* _Information_:
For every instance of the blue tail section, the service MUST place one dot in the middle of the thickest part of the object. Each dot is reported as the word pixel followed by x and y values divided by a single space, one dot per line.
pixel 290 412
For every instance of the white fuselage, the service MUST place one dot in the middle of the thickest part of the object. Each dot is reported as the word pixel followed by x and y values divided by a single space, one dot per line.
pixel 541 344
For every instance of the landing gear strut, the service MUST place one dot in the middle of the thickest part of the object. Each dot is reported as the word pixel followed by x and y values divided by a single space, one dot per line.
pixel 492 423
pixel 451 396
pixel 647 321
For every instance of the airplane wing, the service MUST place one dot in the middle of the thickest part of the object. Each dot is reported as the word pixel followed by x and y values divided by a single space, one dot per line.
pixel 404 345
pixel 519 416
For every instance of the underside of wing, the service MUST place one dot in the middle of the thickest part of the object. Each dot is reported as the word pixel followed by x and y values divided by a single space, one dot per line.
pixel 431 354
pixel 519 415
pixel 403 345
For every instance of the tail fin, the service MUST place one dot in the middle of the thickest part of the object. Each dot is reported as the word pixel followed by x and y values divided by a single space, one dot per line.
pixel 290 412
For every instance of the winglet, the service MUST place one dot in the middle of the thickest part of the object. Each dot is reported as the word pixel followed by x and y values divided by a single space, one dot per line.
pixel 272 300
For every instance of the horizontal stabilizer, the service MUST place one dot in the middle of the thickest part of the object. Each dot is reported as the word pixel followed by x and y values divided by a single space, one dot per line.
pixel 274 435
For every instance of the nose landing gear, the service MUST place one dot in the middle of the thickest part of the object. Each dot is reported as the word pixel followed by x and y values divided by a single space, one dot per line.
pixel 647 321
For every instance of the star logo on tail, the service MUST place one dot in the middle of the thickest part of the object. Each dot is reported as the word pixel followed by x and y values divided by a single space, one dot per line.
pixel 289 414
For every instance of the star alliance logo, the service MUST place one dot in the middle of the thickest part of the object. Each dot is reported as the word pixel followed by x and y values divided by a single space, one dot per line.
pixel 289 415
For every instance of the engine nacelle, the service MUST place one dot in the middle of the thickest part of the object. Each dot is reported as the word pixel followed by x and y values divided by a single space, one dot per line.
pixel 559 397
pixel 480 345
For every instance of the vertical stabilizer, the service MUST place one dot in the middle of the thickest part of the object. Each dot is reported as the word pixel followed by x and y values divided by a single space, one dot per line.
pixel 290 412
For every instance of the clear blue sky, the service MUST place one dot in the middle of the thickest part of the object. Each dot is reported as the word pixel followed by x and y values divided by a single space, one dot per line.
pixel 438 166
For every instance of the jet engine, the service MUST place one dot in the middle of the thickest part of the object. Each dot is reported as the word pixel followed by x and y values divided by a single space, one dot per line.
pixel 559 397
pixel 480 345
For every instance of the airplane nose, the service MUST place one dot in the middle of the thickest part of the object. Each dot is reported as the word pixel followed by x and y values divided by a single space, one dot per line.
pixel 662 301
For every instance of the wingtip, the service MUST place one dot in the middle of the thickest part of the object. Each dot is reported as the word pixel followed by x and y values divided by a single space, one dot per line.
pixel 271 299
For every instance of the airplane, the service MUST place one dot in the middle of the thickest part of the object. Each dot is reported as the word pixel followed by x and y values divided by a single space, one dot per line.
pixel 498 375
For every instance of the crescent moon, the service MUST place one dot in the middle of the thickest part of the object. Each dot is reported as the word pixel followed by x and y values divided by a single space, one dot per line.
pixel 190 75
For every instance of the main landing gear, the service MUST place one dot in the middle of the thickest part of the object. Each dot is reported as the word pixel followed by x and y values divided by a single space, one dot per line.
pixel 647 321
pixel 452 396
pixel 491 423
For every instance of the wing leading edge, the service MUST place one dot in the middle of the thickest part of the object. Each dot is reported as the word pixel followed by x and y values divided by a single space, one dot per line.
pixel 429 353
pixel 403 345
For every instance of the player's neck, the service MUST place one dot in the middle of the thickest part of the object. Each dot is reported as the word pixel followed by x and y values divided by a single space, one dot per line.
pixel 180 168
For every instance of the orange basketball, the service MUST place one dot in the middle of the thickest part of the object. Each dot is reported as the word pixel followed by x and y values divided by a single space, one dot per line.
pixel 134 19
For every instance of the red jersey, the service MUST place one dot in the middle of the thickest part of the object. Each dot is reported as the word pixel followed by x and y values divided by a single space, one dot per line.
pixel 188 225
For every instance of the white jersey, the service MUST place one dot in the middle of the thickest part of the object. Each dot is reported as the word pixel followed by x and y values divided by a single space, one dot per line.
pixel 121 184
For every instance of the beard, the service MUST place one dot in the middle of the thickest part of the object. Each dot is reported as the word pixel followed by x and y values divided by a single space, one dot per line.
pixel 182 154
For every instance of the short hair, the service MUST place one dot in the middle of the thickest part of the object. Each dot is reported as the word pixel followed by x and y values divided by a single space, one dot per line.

* _Task directions_: Write out the listing again. Keep every character the same.

* _Your solution_:
For every instance of the blue tail section, the service MUST place one dot in the middle of the thickest part of the object. Each dot is reported as the word pixel followed by x and y values divided by a single space, one dot per line.
pixel 290 412
For every instance of the white fuselage, the service MUST place one dot in the middle of the thickest part of the object. Each dot is reported as the word pixel followed by x and y values divided by a single space, one dot per line.
pixel 541 344
For every instance of the landing gear strut, the service MUST place one dot in the middle of the thickest part of the object. Each dot is reported as the word pixel followed by x and y values divided by a single space, one dot per line.
pixel 492 423
pixel 451 396
pixel 647 321
For every instance of the airplane wing, the service MUST place one dot in the middle of the thickest part of the object. Each dot is reported as the word pixel followed by x and y values divided by a single space, one dot per line.
pixel 404 345
pixel 519 416
For every instance of the underside of wing, the service MUST place one dot in the middle of the thickest part of the object. Each dot is reported as the word pixel followed by x and y values divided by a single space, one dot per line.
pixel 431 354
pixel 519 415
pixel 403 345
For every instance of the tail fin, the service MUST place one dot in the middle of the thickest part of the object. Each dot is reported as the word pixel followed by x and y values divided by a single space, one dot per line.
pixel 290 412
For every instance of the winglet, the service MUST place one dot in the middle of the thickest part of the object. Each dot is reported as the word pixel followed by x and y values divided by a single space, one dot per line.
pixel 272 300
For every instance of the horizontal stabilizer, the service MUST place one dot in the middle of the thickest part of the object. Each dot is reported as the word pixel followed by x and y values divided by a single space, one dot per line.
pixel 274 435
For every instance of the nose landing gear, the service MUST place one dot in the middle of the thickest part of the object. Each dot is reported as the word pixel followed by x and y values divided by a single space, one dot per line.
pixel 647 321
For every instance of the star logo on tail, the service MUST place one dot in the middle of the thickest part of the object. Each dot is reported as the word pixel followed by x and y values divided by a single space, one dot per line.
pixel 289 414
For every instance of the star alliance logo, the service MUST place one dot in the middle of the thickest part of the object. Each dot is reported as the word pixel followed by x and y values divided by a single space, one dot per line.
pixel 289 415
For every instance of the engine nacelle, the service MUST place one dot in the middle of the thickest part of the object. Each dot is reported as the word pixel followed by x and y values divided by a single space, one dot per line.
pixel 559 397
pixel 480 345
For every instance of the vertical stabilizer, the service MUST place one dot in the middle of the thickest part of the object. Each dot is reported as the word pixel followed by x and y values divided by a single space, one dot per line.
pixel 290 412
For every instance of the clear blue sky, the service MUST place one dot in the middle of the thickest part of the object. Each dot is reported as the word pixel followed by x and y values divided by a single space, one dot per line.
pixel 438 166
For every instance of the jet engine, the service MUST place one dot in the middle of the thickest part of the object. Each dot is reported as the word pixel followed by x and y values divided by a single space, one dot per line.
pixel 559 397
pixel 480 345
For every instance of the airplane nose, the service MUST place one dot in the middle of the thickest part of the object. Each dot is reported as the word pixel followed by x and y values divided by a single space, one dot per line.
pixel 662 301
For every instance of the wingtip, the service MUST place one dot in the middle of the thickest part of the object. Each dot is reported as the word pixel followed by x and y values divided by a single space, one dot per line.
pixel 271 299
For every instance of the airplane, the service MUST place one dot in the middle of the thickest part of the object. Each dot is reported as the word pixel followed by x and y values divided by a single space, one dot per line.
pixel 498 375
For every instance of the crescent moon, the service MUST place one dot in the middle of the thickest part of the object. Each dot is reported as the word pixel followed by x and y values divided by a single space, one dot per line.
pixel 190 75
For every instance of the main landing gear, the service MUST place one dot in the middle of the thickest part of the object. Each dot is reported as the word pixel followed by x and y values divided by a single space, one dot per line.
pixel 647 321
pixel 452 396
pixel 491 423
For every instance of the wing leading edge, the service MUST place one dot in the middle of the thickest part of the object. Each dot is reported as the word pixel followed by x and y values divided by a single space, one dot per line.
pixel 429 353
pixel 403 345
For every instance of the player's neck, the service MUST place one dot in the middle of the thickest part of the object. Each dot is reported as the word pixel followed by x and y values divided by a single space, one dot per line.
pixel 180 168
For every instance of the orange basketball, the service MUST place one dot in the middle of the thickest part of the object. Each dot is reported as the word pixel followed by x and y values divided by a single space, one dot per line.
pixel 134 19
For every instance of the red jersey, the service MUST place one dot in the middle of the thickest part of the object. Each dot is reported as the word pixel followed by x and y values divided by a single space, one dot per line.
pixel 188 225
For every instance of the white jersey, the service MUST place one dot in the middle of the thickest part of the object. Each dot is reported as the word pixel followed by x and y values divided by a single space, one dot per line.
pixel 121 184
For every instance of the beard, the service MUST place one dot in the middle of the thickest part of the object. Each dot is reported as the word pixel followed by x and y values divided by a single space, one dot per line.
pixel 182 154
For every instance of the short hair, the service MUST place one dot in the middle of the thickest part of the object. Each dot is reported as the word pixel followed by x and y values divided by a single space, one dot per line.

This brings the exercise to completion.